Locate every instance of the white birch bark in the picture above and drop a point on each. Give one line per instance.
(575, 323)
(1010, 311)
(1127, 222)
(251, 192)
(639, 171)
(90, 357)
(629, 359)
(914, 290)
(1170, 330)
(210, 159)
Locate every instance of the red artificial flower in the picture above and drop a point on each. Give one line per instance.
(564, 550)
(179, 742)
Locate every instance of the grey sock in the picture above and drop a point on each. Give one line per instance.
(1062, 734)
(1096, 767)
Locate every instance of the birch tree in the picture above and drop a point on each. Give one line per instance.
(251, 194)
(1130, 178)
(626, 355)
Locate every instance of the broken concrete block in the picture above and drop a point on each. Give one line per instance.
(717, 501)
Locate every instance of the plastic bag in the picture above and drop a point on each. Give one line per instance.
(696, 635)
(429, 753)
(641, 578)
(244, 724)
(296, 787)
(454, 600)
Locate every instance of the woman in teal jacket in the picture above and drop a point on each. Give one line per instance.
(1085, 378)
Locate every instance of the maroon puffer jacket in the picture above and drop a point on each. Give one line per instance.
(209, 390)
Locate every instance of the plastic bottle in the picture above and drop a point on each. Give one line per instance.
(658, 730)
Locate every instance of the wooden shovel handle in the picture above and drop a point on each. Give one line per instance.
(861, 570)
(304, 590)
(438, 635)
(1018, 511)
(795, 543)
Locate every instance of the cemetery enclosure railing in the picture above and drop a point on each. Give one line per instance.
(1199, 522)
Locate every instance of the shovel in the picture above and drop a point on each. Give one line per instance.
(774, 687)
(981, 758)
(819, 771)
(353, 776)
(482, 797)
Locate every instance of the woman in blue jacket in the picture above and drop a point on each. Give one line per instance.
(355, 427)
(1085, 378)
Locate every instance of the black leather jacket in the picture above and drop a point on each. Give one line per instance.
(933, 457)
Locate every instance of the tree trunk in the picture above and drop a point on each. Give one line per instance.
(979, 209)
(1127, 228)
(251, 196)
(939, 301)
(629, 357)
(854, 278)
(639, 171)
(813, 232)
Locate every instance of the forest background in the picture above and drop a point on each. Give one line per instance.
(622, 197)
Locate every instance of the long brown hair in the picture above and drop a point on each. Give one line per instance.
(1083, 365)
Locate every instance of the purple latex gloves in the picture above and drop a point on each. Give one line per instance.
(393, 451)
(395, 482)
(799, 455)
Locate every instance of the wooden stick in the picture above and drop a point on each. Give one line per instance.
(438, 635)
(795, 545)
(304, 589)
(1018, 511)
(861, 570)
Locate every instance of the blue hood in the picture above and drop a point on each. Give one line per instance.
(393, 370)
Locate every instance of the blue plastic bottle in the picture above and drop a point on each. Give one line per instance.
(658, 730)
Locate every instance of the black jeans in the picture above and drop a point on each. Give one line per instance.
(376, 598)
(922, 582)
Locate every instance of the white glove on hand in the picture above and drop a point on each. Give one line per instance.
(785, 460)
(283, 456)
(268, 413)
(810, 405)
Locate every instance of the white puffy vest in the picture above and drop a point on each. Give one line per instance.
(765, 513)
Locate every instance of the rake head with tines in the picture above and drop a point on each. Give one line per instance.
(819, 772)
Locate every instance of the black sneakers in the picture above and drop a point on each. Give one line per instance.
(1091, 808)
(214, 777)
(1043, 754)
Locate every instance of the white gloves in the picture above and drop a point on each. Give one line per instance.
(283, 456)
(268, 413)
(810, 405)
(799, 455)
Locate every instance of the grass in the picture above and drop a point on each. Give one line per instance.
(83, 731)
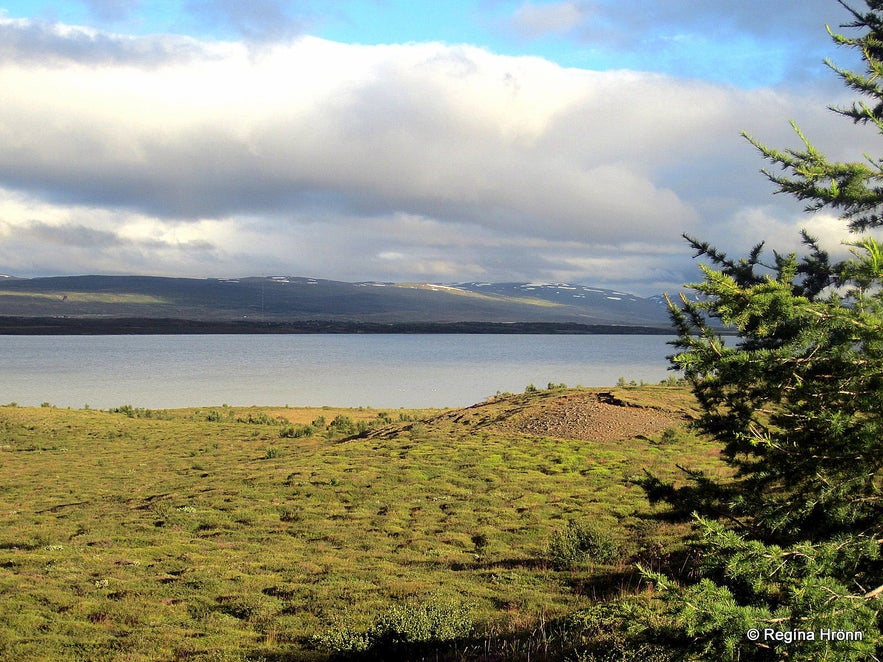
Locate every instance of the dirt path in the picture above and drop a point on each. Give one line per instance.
(593, 416)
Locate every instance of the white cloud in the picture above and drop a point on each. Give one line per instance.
(534, 20)
(388, 162)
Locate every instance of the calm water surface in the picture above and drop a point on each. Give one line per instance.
(312, 370)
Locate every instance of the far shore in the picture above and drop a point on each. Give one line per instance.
(147, 326)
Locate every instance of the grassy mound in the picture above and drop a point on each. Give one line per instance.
(289, 534)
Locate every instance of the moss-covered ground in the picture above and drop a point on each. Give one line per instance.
(234, 533)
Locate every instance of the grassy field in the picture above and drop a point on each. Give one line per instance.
(271, 533)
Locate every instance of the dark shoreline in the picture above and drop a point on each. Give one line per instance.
(76, 326)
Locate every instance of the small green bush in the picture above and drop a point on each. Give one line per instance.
(402, 627)
(258, 418)
(297, 431)
(580, 543)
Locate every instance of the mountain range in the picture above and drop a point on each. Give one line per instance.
(289, 303)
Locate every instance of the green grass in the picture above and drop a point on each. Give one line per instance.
(86, 297)
(188, 534)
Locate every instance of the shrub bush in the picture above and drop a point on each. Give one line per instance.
(580, 543)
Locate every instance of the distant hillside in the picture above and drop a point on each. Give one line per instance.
(289, 300)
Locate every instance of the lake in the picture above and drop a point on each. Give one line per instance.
(387, 371)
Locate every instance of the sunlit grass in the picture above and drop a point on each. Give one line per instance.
(144, 535)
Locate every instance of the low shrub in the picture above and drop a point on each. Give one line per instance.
(403, 627)
(581, 543)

::::::::::

▶ _SHORT TASK_
Please copy everything from the line containing "Locate every instance of the low" down to the end of the listing, shifting each coordinate in the answers up by 107.

▶ _OUTPUT OF THE EXERCISE_
Locate every instance of the low shrub in the picture above and drop a point on each. Give one line per instance.
(510, 734)
(688, 650)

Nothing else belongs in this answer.